● Page text:
⟨
Pilar Miró, a magnetic personality

Pilar Miró, a magnetic personality

20/04/2021.- The spanish filmmaker Pilar Miró had doubtlessly  a complex character and a magnetic  personality whose traits  are reflected in her film work, to which she devoted herself passionately. A pioneer among women dedicated to making television programs, she became general director of Cinematography and of the Spanish public broadcaster Radio Televisión Española (1986-1989).

She visited Seminci for the first time in 1967, during the 12th edition, when the festival was still known as “International Film Week of Human and Religious Values” There she met another young critic, José Luis Garci, who was also visiting the festival for the first time.

That would not be the only time that the paths of the Madrid film director and Seminci crossed, since one of the retrospectives of the 37th edition was dedicated to her. Fernando Lara, the Festival’s director at the time, explained that the motivation behind that tribute was “to carry out a thorough analysis of this controversial figure in all her facets, since without her the Spanish cinema of the last 15 years cannot be understood”. The retrospective dedicated to Pilar Miró reviewed her whole career, including “both a wide selection of her works for television and her six feature films for the large screen, culminating in Beltenebros, awarded with the Silver Bear at the Berlinale, which indicates the clear progression of this director towards creative and stylistic maturity ,” Lara argued.
⟩
● Data shown:
⟨
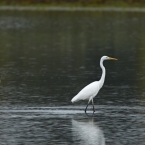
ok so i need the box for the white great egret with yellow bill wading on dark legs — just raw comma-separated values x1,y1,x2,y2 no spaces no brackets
71,56,117,113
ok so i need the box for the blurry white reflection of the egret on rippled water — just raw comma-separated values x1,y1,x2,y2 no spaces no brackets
72,118,105,145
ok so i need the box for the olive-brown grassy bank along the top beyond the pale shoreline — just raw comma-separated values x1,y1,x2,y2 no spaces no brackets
0,0,145,7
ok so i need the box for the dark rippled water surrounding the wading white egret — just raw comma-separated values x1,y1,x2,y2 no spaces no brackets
0,11,145,145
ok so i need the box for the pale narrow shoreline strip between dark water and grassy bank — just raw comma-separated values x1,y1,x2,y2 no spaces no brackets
0,6,145,12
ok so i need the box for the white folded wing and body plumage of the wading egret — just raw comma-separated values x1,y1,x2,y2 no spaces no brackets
71,81,100,102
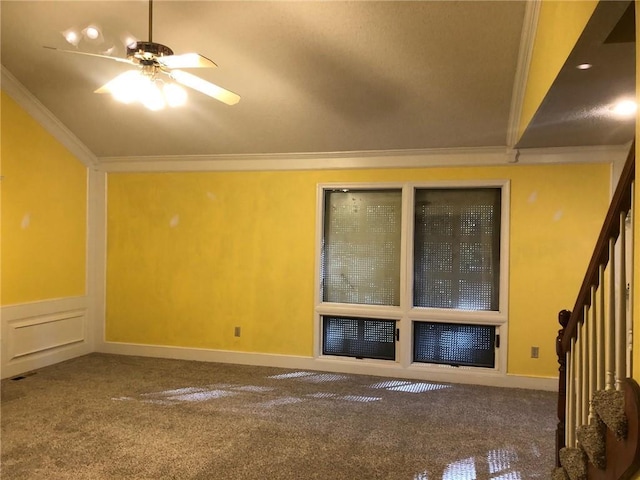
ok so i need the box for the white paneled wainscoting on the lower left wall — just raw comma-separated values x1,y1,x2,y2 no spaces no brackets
0,297,93,378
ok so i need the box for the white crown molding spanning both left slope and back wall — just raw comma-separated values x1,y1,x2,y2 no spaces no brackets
0,62,629,172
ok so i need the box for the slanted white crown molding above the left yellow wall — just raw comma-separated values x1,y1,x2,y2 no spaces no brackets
0,66,98,167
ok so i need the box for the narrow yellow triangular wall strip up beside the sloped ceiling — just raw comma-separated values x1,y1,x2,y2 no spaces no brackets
518,0,598,139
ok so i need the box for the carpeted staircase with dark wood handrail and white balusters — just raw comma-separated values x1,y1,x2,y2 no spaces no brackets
552,142,640,480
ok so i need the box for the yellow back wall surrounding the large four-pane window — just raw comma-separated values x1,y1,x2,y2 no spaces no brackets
106,164,610,376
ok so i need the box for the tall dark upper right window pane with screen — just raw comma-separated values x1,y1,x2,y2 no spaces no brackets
413,188,501,311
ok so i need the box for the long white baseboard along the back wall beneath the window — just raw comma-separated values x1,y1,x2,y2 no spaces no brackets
97,342,558,391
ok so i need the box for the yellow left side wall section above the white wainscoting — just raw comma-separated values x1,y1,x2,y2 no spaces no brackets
0,92,87,305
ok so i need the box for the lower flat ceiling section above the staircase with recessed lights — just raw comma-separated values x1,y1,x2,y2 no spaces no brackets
518,2,635,148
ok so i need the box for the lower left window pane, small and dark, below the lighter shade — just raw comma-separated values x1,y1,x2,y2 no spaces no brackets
322,316,396,360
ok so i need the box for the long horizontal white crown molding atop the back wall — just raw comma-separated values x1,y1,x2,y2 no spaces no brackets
99,145,628,173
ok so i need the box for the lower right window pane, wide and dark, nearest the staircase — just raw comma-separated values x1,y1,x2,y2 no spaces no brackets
413,322,496,368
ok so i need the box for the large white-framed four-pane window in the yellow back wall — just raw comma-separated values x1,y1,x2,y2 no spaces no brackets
316,181,508,369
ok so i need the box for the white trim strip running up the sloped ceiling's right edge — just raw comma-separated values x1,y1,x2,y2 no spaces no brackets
507,0,541,147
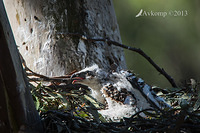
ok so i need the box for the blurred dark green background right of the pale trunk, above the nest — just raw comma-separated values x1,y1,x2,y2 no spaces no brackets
113,0,200,88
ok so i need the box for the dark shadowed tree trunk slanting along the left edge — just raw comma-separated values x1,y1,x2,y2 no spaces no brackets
0,1,42,133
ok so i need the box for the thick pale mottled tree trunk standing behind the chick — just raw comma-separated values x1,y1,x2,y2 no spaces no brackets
4,0,126,76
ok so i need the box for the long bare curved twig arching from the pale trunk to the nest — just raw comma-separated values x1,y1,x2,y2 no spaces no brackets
57,33,177,88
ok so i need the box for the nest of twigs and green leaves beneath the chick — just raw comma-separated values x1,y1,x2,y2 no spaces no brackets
31,78,200,133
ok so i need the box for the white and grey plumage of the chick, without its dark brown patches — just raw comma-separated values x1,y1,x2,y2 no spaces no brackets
72,64,170,121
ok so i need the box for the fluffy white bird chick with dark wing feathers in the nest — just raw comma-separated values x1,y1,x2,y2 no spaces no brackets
71,64,170,121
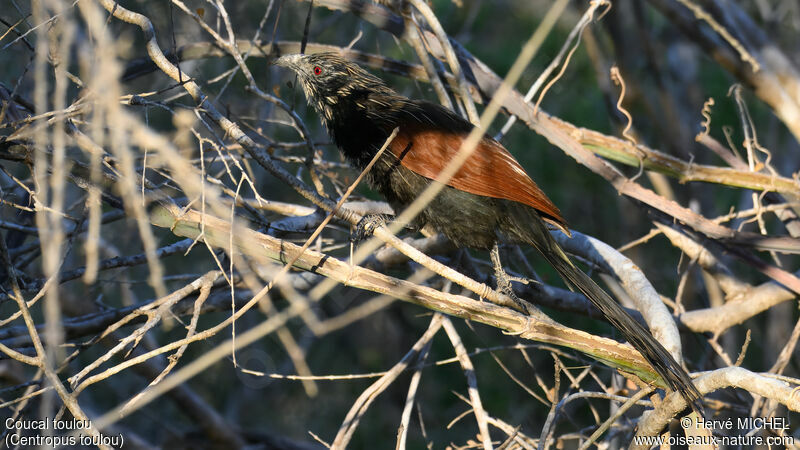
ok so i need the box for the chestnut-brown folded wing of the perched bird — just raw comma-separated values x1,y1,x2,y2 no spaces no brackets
388,125,569,233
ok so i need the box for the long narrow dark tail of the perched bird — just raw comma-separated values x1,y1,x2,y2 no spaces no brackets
530,214,702,414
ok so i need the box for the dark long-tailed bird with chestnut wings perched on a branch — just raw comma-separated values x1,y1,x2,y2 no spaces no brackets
273,52,701,411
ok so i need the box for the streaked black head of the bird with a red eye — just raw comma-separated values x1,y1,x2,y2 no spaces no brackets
273,53,397,124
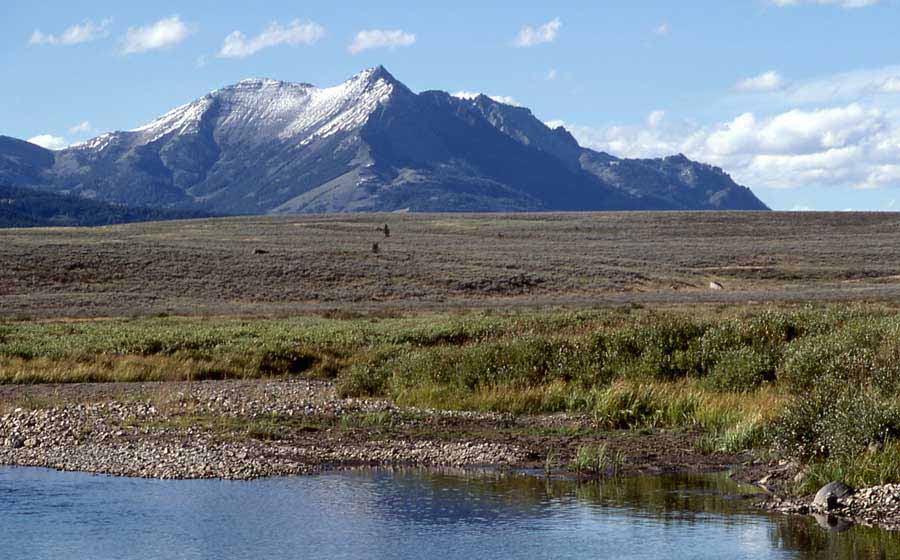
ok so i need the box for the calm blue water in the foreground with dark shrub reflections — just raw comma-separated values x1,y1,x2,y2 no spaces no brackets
⟩
● Work request A: Sum up the Pilar Miró text in two sentences.
● Work request B: Return the passage of the Pilar Miró text from "She visited Seminci" to "the first time.", copied word for word.
Rely on the Pilar Miró text alone.

● Output A: Pilar Miró was a Spanish filmmaker with a complex character and a magnetic personality, a pioneer among women making television programs who became general director of Cinematography and of Radio Televisión Española (1986-1989). She first visited Seminci in 1967, where she met José Luis Garci, and the festival's 37th edition held a retrospective of her whole career, covering her television work and her six feature films up to Beltenebros.

● Output B:
She visited Seminci for the first time in 1967, during the 12th edition, when the festival was still known as “International Film Week of Human and Religious Values” There she met another young critic, José Luis Garci, who was also visiting the festival for the first time.